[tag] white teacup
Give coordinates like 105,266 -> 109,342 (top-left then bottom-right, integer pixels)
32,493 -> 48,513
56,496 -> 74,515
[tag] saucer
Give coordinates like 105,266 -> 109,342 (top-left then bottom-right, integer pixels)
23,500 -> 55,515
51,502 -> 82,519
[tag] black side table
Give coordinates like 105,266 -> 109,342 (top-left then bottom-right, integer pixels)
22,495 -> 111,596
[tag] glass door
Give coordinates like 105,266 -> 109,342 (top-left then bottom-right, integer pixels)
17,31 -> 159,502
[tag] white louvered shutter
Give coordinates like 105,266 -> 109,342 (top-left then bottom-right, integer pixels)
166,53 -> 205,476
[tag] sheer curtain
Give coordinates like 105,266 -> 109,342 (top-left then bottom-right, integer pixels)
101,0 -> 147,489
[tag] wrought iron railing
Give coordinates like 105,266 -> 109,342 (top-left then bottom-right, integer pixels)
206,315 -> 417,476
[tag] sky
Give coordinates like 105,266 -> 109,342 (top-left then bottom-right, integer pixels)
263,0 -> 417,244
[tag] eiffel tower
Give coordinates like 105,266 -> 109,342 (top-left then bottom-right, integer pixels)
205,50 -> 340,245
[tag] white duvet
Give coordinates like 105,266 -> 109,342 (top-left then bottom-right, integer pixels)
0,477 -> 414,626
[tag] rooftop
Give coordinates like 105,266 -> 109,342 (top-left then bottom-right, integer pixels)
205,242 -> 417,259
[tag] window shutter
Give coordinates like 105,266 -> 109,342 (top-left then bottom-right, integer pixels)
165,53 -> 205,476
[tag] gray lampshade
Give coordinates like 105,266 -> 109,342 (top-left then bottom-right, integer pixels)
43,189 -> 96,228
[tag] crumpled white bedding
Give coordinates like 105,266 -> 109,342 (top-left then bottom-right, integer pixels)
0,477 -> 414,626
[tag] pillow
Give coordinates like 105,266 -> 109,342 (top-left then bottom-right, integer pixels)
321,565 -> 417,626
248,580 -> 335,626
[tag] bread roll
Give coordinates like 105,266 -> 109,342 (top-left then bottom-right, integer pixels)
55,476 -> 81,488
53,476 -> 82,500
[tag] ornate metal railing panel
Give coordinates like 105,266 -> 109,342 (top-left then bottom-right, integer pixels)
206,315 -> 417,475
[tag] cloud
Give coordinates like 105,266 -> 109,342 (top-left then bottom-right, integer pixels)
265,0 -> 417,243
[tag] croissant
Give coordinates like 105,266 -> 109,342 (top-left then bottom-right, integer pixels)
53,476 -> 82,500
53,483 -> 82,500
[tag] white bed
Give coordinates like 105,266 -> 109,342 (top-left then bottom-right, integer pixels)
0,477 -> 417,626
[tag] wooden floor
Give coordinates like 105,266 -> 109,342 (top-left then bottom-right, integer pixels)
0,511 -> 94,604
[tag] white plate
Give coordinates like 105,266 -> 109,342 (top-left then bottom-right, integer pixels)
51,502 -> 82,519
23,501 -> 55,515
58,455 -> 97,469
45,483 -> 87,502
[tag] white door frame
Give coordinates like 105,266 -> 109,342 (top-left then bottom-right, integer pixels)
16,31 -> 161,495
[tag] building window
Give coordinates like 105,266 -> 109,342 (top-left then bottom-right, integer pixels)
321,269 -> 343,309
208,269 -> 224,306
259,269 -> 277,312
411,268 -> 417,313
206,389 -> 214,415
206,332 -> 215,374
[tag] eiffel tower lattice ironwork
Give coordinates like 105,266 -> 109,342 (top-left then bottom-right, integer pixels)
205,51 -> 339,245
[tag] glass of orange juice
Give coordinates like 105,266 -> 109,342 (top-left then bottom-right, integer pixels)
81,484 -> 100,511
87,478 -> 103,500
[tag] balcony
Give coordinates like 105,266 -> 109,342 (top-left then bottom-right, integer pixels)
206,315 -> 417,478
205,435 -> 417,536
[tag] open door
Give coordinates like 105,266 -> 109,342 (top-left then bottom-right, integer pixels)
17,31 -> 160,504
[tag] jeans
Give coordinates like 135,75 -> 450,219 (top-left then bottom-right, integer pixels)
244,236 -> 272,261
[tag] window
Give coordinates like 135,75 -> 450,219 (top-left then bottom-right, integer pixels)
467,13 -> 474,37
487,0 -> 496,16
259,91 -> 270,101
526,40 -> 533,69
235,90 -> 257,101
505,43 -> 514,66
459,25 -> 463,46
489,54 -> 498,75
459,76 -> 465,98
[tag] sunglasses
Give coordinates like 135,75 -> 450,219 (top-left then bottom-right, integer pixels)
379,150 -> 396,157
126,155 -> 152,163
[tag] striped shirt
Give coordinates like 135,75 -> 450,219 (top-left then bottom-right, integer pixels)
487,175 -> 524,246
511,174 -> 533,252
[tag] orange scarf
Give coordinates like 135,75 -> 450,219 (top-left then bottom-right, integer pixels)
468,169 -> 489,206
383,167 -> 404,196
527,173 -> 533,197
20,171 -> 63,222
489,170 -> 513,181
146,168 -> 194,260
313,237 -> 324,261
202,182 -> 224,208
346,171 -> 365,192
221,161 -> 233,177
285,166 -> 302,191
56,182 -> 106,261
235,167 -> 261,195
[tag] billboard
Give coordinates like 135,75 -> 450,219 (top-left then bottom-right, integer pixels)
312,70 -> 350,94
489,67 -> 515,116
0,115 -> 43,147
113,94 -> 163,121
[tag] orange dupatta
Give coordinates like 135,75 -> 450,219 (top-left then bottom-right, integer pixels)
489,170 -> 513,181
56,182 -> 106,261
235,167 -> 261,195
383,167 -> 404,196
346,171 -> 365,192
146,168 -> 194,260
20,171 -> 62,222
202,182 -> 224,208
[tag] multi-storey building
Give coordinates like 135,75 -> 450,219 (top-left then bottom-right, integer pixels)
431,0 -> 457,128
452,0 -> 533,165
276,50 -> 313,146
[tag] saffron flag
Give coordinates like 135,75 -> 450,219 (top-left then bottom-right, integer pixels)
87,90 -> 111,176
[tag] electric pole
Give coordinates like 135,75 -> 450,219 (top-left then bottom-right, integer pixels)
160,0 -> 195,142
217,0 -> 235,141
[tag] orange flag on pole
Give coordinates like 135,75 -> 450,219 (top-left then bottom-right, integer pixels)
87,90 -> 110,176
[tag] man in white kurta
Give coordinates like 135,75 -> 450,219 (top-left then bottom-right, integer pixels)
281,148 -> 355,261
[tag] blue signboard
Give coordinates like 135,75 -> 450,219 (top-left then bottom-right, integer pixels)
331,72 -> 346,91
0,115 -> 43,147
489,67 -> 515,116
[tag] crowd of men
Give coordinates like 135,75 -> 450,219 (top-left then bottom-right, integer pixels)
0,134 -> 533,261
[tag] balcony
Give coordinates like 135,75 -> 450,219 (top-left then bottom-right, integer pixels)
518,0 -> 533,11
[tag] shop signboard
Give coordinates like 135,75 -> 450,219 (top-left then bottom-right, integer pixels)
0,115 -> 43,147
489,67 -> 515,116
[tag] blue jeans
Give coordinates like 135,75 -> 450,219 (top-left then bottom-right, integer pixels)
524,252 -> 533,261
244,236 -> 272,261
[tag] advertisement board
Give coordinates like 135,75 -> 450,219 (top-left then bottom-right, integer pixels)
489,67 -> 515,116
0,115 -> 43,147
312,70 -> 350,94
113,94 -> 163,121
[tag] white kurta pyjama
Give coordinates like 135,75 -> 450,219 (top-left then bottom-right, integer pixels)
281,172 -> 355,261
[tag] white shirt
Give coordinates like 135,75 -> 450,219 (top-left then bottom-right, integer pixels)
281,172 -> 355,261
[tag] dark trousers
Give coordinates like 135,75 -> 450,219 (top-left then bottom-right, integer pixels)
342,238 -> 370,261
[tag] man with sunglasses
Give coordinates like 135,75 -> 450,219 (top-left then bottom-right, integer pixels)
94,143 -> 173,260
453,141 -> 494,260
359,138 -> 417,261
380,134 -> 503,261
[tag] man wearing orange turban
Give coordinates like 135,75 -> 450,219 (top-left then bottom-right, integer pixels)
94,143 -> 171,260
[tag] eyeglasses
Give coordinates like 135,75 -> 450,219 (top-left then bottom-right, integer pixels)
▬▬▬▬▬▬
▶ **Given problem**: Rewrite the stretch of the records from the start through the line that contains "165,53 -> 205,476", replacing "saucer" with "small plate" and leaving everything else as it is.

▶ **Full solution**:
[tag] white teacup
Give coordinates like 105,266 -> 109,342 (top-left then bottom-right, integer pixels)
32,493 -> 48,513
56,496 -> 74,515
[tag] small plate
Give coordinates like 105,266 -> 109,342 (top-left then bottom-right, integer pixels)
23,500 -> 55,515
51,502 -> 82,519
[tag] black side table
Give coordinates like 105,266 -> 109,342 (top-left then bottom-right, integer pixels)
22,495 -> 111,596
[tag] glass door
Give coordinates like 105,266 -> 109,342 (top-left then bottom-right, integer pixels)
17,31 -> 159,502
[tag] white louvered shutter
Give coordinates like 105,266 -> 109,342 (top-left then bottom-right, integer pixels)
166,53 -> 205,476
[tag] sheer curtain
Give coordinates like 105,266 -> 109,342 (top-left then bottom-right, integer pixels)
101,0 -> 147,489
[tag] wrought iron railing
Give coordinates like 105,266 -> 109,342 (top-left then bottom-right, integer pixels)
206,315 -> 417,476
[tag] sky
Give coordinates like 105,266 -> 109,342 (top-left then bottom-right, integer pixels)
263,0 -> 417,244
[tag] eiffel tower
Give coordinates like 105,266 -> 109,342 (top-left then bottom-right, integer pixels)
205,50 -> 340,245
[tag] white duvet
Give coordinates like 105,266 -> 109,342 (top-left then bottom-right, integer pixels)
0,477 -> 414,626
[tag] rooftop
Give coordinates like 105,266 -> 109,342 (top-left then bottom-right, integer pixels)
205,242 -> 417,259
[tag] window shutter
Give coordinates like 105,266 -> 109,342 (top-left then bottom-right, integer pixels)
165,53 -> 205,476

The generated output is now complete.